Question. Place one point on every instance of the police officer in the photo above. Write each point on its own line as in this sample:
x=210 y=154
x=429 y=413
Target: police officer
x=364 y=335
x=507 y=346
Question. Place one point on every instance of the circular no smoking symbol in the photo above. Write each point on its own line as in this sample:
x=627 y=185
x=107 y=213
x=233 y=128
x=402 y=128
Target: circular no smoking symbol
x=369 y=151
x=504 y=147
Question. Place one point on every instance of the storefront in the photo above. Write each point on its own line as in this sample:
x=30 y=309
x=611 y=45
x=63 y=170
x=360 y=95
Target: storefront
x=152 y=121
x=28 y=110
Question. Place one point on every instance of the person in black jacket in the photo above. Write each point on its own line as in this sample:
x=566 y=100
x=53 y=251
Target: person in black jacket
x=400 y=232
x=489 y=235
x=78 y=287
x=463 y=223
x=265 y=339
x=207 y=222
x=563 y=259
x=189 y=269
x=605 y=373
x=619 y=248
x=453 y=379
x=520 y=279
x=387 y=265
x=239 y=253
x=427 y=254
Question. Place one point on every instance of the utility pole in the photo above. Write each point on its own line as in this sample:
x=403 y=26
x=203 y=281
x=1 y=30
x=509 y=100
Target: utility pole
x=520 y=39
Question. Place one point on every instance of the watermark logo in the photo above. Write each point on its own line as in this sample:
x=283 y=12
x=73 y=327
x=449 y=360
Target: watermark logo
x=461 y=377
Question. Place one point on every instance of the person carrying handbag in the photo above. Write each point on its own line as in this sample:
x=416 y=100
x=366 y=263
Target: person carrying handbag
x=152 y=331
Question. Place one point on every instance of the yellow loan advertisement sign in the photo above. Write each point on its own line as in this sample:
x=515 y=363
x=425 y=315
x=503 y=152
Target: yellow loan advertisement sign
* * * *
* [Exercise description] Reproduce every item above, substituting "occurrence" for each occurrence of "instance" and leaving all other text unchanged.

* [Written response]
Question. Place one point on every occurrence of the police officer in the photo above. Write each point on its own line as in this sample:
x=210 y=154
x=429 y=413
Target: police officer
x=364 y=335
x=507 y=346
Question. Place one point on every occurrence of the circular no smoking symbol in the photo above. Write each point on its own line as in this sample:
x=627 y=185
x=107 y=213
x=233 y=128
x=402 y=128
Target: circular no smoking symbol
x=369 y=151
x=504 y=147
Question. Place one point on every occurrence of the storefront in the photo above. Write each point on its own line as in this sample:
x=30 y=309
x=611 y=45
x=63 y=170
x=360 y=95
Target: storefront
x=152 y=121
x=28 y=110
Question. Place one point on every occurrence of the person in black jacket in the photo above. Write each point on its own line as in this sample:
x=566 y=100
x=53 y=251
Target: person in black jacket
x=400 y=232
x=489 y=235
x=78 y=287
x=463 y=223
x=265 y=339
x=207 y=222
x=563 y=259
x=189 y=269
x=605 y=373
x=619 y=248
x=453 y=379
x=520 y=279
x=387 y=265
x=239 y=253
x=427 y=254
Question. Place one point on every occurrence of the utility pole in the photo above. Write each point on its own line as in this sample:
x=403 y=26
x=203 y=281
x=1 y=30
x=509 y=100
Target: utility pole
x=520 y=39
Question. Place one point on every occurrence of the watermark logo in the photo above. Write each point on its own line as in this sample:
x=283 y=12
x=73 y=327
x=449 y=360
Target: watermark logo
x=461 y=377
Question. Place one point on every occurrence of the person carrying handbag in the photo above. Write each point on its own line as in this sample:
x=416 y=100
x=366 y=263
Target: person carrying handbag
x=152 y=331
Question. Place one point on every occurrence of the yellow loan advertisement sign in the photo above. Write each point on its own line as in this sample:
x=515 y=363
x=425 y=315
x=503 y=152
Target: yellow loan advertisement sign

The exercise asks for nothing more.